### Görevler
1) Yolsuzluk soruşturmasını anlatan yazıya göre aşağıdaki soruları yanıtlayın:
(a) Soruşturma Aralık ayının kaçında başladı?
(b) Olayın aktörlerinden biri hangi kökenlidir, diğerleri kimlerdir?
(c) Bu haftayı "Yolsuzlukla mücadele haftası" olarak kimler ilan etti?
2) Yolsuzluk soruşturmasını anlatan yazıyı, bittiği yerden itibaren sürdürün.

### Okunacak Metin
****************
Ergun KAFTANCI
YENİ bir haftaya girdik; ayın 17’si çarşamba günü. Bir yıl önce yani cumhuriyet tarihinin en büyük yolsuzluk, hırsızlık ve rüşvet olayına adı karışanların yakalanıp götürüldüğü gün de çarşambaydı…
Bu konudaki soruşturma 7 Aralık’ta başladı, 17 Aralık’ta sürdü, 25 Aralık’ta noktalandı…
Daha doğrusu öyle sandık…
Oysa olay eşelendikçe altından yığınla çapanoğlu çıktı, hâlâ da çıkıyor. Yolsuzluğa adı karışan bakanlar istifa etti, biri bakanlıktan azledildi.
Başta başbakan olmak üzere hepsi sustu; mırın kırın eden oldu ama o kadar. İddialar başbakan ve yakınlarına da bulaştığı halde, onlardan da gık çıkmadı. Taa ki iddialara ait delillerin buharlaşmasına kadar…
Ardından savunmaya geçtiler ve konuşmaya başladılar ama söyledikleriyle kimse tatmin olmadı. İktidar harekete geçmekte gecikmedi, yargıyla emniyete el attı; soruşturmayı yapan savcılarla yolsuzlukları bütün ayrıntılarıyla ortaya çıkaran emniyet mensupları görevden alındı; bunların daha sonra “Cemaatçi” suçlamasıyla tutuklanıp cezaevlerine gönderildiğini gördük…
Bu ve benzeri iktidar tasarrufları “7-17-25 Aralık gerçeği”ni belleklerden silemedi. Bugün bir kısım fanatik ve muhakeme kabiliyeti dumura uğramış cahil tiplerin dışında, bu muazzam yolsuzluğu herkes anımsıyor.
Olayın aktörlerinden biri acem kökenli, diğerleri bakan çocukları. Yolsuzluk ve rüşvet trafiği bunların arasında yaşanmış. Babalar hep geri planda durmaya çalışmış.
Ancak saptanan telefon konuşmaları babaların da olayda rolü olduğunu gösterdi…
………………………..
Bu hafta “Yolsuzlukla mücadele haftası” ilan edildi. Resmen değil tabii; haftayı, halkın ve devletin paracıklarını deve yapanlara karşı çıkan yurttaşlar ilan etti.
Bakalım bu hafta ne tür etkinliklere tanık olacağız…
İktidarın polisi belki de makul şüphe deyip adam toplayacak…
Ne yaparlarsa yapsınlar, Erdoğan dahil hiçbir kuvvet, bulaştıkları yolsuzluk ve rüşvet gerçeğini belleklerden silemeyecek…
Çatlasalar da, patlasalar da alınlarındaki kara leke, orada öyle duracak…
……………………….
****************
### Alıntılanan Veriler

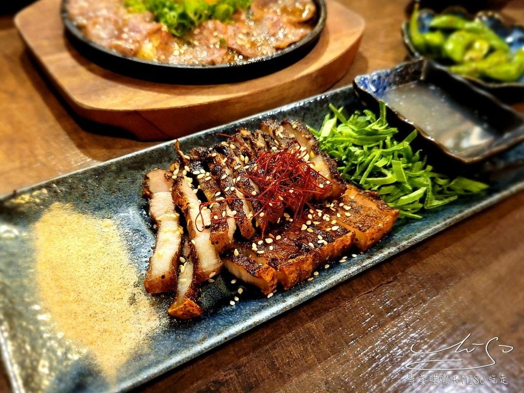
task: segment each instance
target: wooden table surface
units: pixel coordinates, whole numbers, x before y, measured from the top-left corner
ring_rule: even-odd
[[[335,87],[405,59],[400,26],[407,0],[340,1],[366,25]],[[26,50],[9,4],[0,6],[0,194],[154,144],[70,111]],[[502,12],[522,23],[524,0]],[[137,390],[522,391],[523,234],[521,192]],[[498,348],[496,356],[490,351],[494,365],[423,378],[406,367],[412,344],[434,351],[469,334],[463,348],[498,337],[490,344]],[[487,364],[477,347],[457,354],[465,368]],[[10,388],[0,369],[5,393]]]

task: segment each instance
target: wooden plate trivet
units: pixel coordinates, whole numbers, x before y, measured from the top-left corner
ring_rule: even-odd
[[[227,84],[156,83],[94,64],[66,37],[60,0],[40,0],[18,13],[15,21],[44,72],[79,115],[141,139],[161,140],[298,101],[336,83],[356,54],[364,21],[333,0],[326,3],[325,27],[305,57],[270,75]]]

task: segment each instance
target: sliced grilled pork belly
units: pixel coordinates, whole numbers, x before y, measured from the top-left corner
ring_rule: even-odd
[[[275,269],[283,289],[289,289],[306,280],[320,264],[347,252],[355,238],[354,233],[343,226],[314,224],[308,216],[301,214],[265,238],[255,236],[252,242],[239,242],[235,247],[260,268]]]
[[[187,155],[180,150],[179,154],[182,162],[189,168],[193,178],[198,182],[200,189],[208,201],[212,202],[222,200],[216,203],[211,203],[208,206],[212,219],[210,238],[219,254],[222,254],[233,246],[236,223],[229,205],[223,200],[224,196],[216,182],[208,171],[205,161],[209,150],[202,147],[193,149]]]
[[[249,149],[251,155],[257,157],[277,146],[276,141],[269,134],[259,130],[252,132],[245,129],[238,130],[234,136],[241,140]]]
[[[285,130],[294,136],[301,146],[304,146],[309,153],[309,160],[314,163],[315,169],[325,179],[331,181],[331,193],[329,198],[336,198],[346,189],[346,183],[337,169],[336,162],[320,149],[320,145],[315,136],[303,123],[285,119],[281,123]]]
[[[177,287],[183,229],[171,198],[173,182],[171,172],[162,169],[151,171],[144,178],[144,194],[149,199],[149,214],[157,226],[153,254],[144,280],[149,293],[168,292]]]
[[[235,133],[233,140],[233,146],[236,148],[232,152],[241,151],[242,155],[237,157],[237,159],[242,161],[243,157],[244,162],[247,161],[243,168],[237,173],[237,185],[240,186],[241,190],[244,193],[253,194],[254,196],[258,196],[264,190],[260,190],[258,185],[250,179],[253,178],[253,175],[260,173],[257,165],[258,159],[262,155],[270,151],[272,146],[276,146],[275,144],[276,141],[267,133],[260,132],[252,133],[246,129],[241,129]],[[235,142],[235,140],[239,141]],[[248,157],[248,159],[246,157]],[[248,177],[247,174],[249,174],[252,177],[246,183],[245,179]],[[254,192],[254,194],[253,193]],[[278,223],[283,218],[285,210],[284,205],[281,201],[272,201],[268,202],[266,205],[265,200],[263,195],[258,201],[251,202],[255,212],[259,212],[263,210],[264,211],[263,217],[260,217],[260,215],[257,216],[257,219],[260,221],[259,224],[264,228],[267,227],[268,223]]]
[[[179,268],[178,283],[174,300],[168,309],[171,316],[180,319],[191,319],[199,316],[204,312],[200,304],[200,287],[196,283],[194,269],[186,238],[183,247],[183,257]]]
[[[197,282],[201,282],[217,274],[222,263],[211,239],[211,212],[201,206],[191,179],[183,173],[176,176],[173,184],[173,200],[184,213],[189,233],[189,246],[194,264]]]
[[[338,225],[355,232],[355,245],[363,253],[391,230],[399,212],[383,205],[372,196],[373,193],[359,193],[357,199],[354,192],[350,188],[338,202],[332,203],[336,211],[332,216]]]
[[[242,143],[223,143],[217,148],[226,157],[226,165],[232,169],[235,177],[234,184],[239,191],[253,212],[255,226],[265,232],[270,224],[275,224],[282,217],[284,206],[281,203],[266,204],[263,199],[259,199],[261,193],[258,186],[248,173],[256,171],[256,163],[251,158],[251,152]]]
[[[224,266],[235,277],[255,285],[264,294],[274,291],[278,284],[276,271],[267,264],[260,263],[237,248],[228,250],[222,256]]]
[[[212,150],[210,158],[210,171],[228,201],[241,234],[246,238],[250,238],[256,232],[252,220],[254,213],[244,194],[235,186],[231,160],[228,162],[224,154],[214,149]]]
[[[312,163],[313,169],[320,174],[316,179],[317,193],[312,195],[314,200],[337,198],[343,192],[345,183],[339,174],[336,162],[320,150],[316,139],[304,124],[287,120],[281,123],[265,120],[261,128],[278,141],[280,148],[290,149],[296,145],[304,152],[304,160]]]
****************
### Görevlerin Yanıtları
1)
(a) 7 Aralık'ta.
(b) Biri acem kökenlidir, diğerleri bakan çocuklarıdır.
(c) Halkın ve devletin paracıklarını deve yapanlara karşı çıkan yurttaşlar.

2)
Unutmadan; girin internete “Medyalens” diye yazın, yolsuzluk ve rüşvet olayını, kronolojik olarak ve ayrıntılı biçimde okuyun. Kopyalayın, yakınlarınıza da okutun…
Namus, şeref, ahlâk, erdem, etik, dürüstlük, fedakârlık, din, iman, ibadet gibi değerleri dillerinden düşürmeyenlerin ipliğinin pazara nasıl çıktığını görün…
Kirli çamaşırları iyice ortalığa döküldü; daha da dökülecek gibi…
Yalanla, baskıyla, insanları korkutarak bu muazzam soygunu nasıl ve hangi yollarla dikkatlerden kaçırmaya kalkacaklarını da seyredin…
……………………. …..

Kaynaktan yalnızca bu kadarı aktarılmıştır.